Segment Start: SUPPLIED DATA

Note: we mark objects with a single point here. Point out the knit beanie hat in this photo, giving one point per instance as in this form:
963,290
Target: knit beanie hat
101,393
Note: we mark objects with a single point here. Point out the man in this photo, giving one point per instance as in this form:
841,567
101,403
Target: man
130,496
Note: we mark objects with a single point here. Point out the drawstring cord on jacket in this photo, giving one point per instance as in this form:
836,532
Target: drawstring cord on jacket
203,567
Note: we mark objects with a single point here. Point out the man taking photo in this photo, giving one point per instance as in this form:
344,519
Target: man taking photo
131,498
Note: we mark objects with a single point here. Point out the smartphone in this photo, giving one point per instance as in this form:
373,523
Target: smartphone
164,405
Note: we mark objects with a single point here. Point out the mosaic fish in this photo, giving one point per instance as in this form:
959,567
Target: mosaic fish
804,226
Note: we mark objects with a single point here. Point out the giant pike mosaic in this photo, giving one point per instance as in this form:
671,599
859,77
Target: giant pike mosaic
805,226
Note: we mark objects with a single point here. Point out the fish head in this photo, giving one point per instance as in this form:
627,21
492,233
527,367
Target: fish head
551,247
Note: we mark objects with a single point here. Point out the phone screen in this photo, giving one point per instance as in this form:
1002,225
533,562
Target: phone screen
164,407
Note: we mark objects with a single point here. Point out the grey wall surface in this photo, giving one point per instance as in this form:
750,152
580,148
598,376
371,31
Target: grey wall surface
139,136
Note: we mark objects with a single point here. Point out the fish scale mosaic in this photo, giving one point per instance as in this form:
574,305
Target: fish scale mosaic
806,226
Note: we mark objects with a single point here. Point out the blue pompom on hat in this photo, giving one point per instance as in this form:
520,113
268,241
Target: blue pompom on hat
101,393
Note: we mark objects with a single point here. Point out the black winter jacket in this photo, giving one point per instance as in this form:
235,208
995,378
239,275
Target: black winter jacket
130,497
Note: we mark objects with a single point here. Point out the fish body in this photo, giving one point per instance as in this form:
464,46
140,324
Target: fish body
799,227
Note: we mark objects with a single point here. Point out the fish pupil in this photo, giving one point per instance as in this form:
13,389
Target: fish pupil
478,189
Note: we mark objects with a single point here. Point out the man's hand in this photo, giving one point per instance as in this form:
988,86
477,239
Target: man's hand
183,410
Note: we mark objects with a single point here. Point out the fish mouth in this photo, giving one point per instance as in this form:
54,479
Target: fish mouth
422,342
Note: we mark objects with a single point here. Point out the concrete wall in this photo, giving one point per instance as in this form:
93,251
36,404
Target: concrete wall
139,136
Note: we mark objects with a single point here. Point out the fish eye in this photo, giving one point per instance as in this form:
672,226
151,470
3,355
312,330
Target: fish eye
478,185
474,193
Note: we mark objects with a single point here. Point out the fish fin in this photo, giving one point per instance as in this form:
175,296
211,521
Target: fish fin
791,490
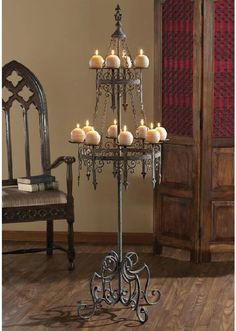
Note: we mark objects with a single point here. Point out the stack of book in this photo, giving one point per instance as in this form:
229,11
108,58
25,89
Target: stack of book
37,183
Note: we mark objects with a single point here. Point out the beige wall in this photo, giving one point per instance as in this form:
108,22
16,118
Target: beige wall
55,39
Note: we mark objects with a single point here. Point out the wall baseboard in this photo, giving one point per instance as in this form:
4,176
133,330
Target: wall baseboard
80,237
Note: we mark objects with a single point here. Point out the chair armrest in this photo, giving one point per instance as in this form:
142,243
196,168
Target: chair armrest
69,160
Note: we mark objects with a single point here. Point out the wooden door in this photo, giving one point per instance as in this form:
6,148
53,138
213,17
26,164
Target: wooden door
217,213
178,47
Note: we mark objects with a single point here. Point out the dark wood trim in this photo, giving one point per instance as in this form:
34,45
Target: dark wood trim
207,111
79,237
197,83
222,142
158,60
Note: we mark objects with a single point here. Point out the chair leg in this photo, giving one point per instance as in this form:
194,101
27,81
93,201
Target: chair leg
49,237
71,249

Segment End: SUPPLIED DATA

**WORK INSTRUCTIONS:**
Copy these entries precisely and drop any picture.

**WRITTEN SOLUTION:**
Note: we mark objects with a single point here. Point out the knit beanie hat in this photo, giving one point per instance as in this form:
963,290
Target: knit beanie hat
101,393
Note: we mark objects with a single point here. Point out the man in this photo, giving one point per instance as in this form:
841,567
101,403
Target: man
130,496
Note: we mark objects with a single point here. Point out the drawstring cord on jacket in this photo, giving one point per instance as in this form:
836,532
Target: drawstring cord on jacket
203,567
Note: we mark objects with a single point here. Point out the man taking photo in this photo, giving one point per instance as in this form:
344,519
Target: man taking photo
131,498
Note: we mark objects with a single point here. Point out the smartphone in this photo, giving one point per instance as in this form:
373,523
Target: smartphone
164,405
Note: we mark objects with a single point here. Point out the mosaic fish in this photo, giving one point per instance as in this form:
959,567
Target: mosaic fish
804,226
Note: we mark objects with a single point here. Point out the giant pike mosaic in this photo, giving one point per instance as in this form:
671,599
859,77
Target: giant pike mosaic
805,226
Note: we mark objects with a single point here. Point out the fish head in this photo, giving one point per instance as in this form:
627,21
492,233
527,367
Target: fish head
551,247
Note: we mark objects with a single point here. Point out the phone screen in this photo, giving one point per instance as in this form:
1002,225
533,562
Target: phone screen
164,407
Note: we mark objects with a single point here. Point out the grey wall surface in this photo, giving one point per instance as in this form:
750,152
580,148
598,376
371,31
Target: grey wall surface
139,136
Note: we mark objects with a single point here. Point out the fish scale mosaic in this photo, giving one point per instance as in this form:
574,305
Target: fish scale mosaic
806,226
Note: we mark objects with a single point here. Point out the blue pompom on hat in this photo, giving one point per instance as in this form:
520,113
268,241
Target: blue pompom on hat
101,393
Note: we mark objects with a single point here. Point out the black winter jacket in this photo, giving one point per instance as in this form:
235,208
995,378
239,275
Target: black winter jacket
130,497
Note: we mark objects with a single point here. Point out the fish body in this photo, giving one point per instance as in this form:
464,46
140,324
Target: fish body
799,227
Note: we mark objects with a single point here. Point out the fish pupil in this photo, giving one point per instance as in this form:
13,389
Target: fish pupil
478,189
Note: we mark objects with a single point here. Point out the man's hand in this photo, giving one point per instance as in this form:
988,86
477,239
Target: man's hand
183,410
Note: we mark objects with a single point here. Point out the fish mouth in this photo, giving one point per instance as in this form:
54,479
Target: fish mouth
422,342
Note: we mark objects with a single point here. Point out the concrete wall in this photo, giving one point per instance as in this form:
93,251
36,404
Target: concrete wall
139,136
Note: we mark objects with a single point here. Point out the fish eye in this photo, giving one point per instance as in this form:
672,226
151,470
3,355
312,330
Target: fish eye
478,185
474,193
Note: we mark objects with a single point here. Point out the fish fin in this photo, giving one point per instance as in this form:
175,296
211,521
Target: fish fin
791,490
Note: we mark objects with a single point here. Point out the stack of book in this photo, giving one point per instance as in this form:
229,11
108,58
25,89
Target: stack of book
37,183
Note: we mark objects with a single point here. Point out the beige wall in this photo, giving one point per instance as in this form:
108,22
16,118
Target: beige wall
55,39
Note: we mark objects with a single point here. Point out the wall baseboard in this photo, giving one point per instance as in this form:
4,176
133,330
Target: wall baseboard
80,237
Note: we mark objects with a single point here. Point out the chair armrest in this photo, giving one point per instance as in this form:
142,243
196,168
Target: chair armrest
69,160
Note: we mark objects with a single point here. Point out the wooden door in this photo, giving one point per instance as in this form:
6,148
53,138
213,17
26,164
Target: wooden door
217,213
178,47
Note: we mark objects with a single point here. Point out the dark wood trim in this photo, giving one point per instance as in this form:
34,45
Target: dark wood trim
207,111
79,237
197,83
222,142
158,60
Note: we mark objects with a single point here. Point out the chair leg in this photo, giving one point per instance as in this form:
194,101
27,81
93,201
Target: chair leg
49,237
71,249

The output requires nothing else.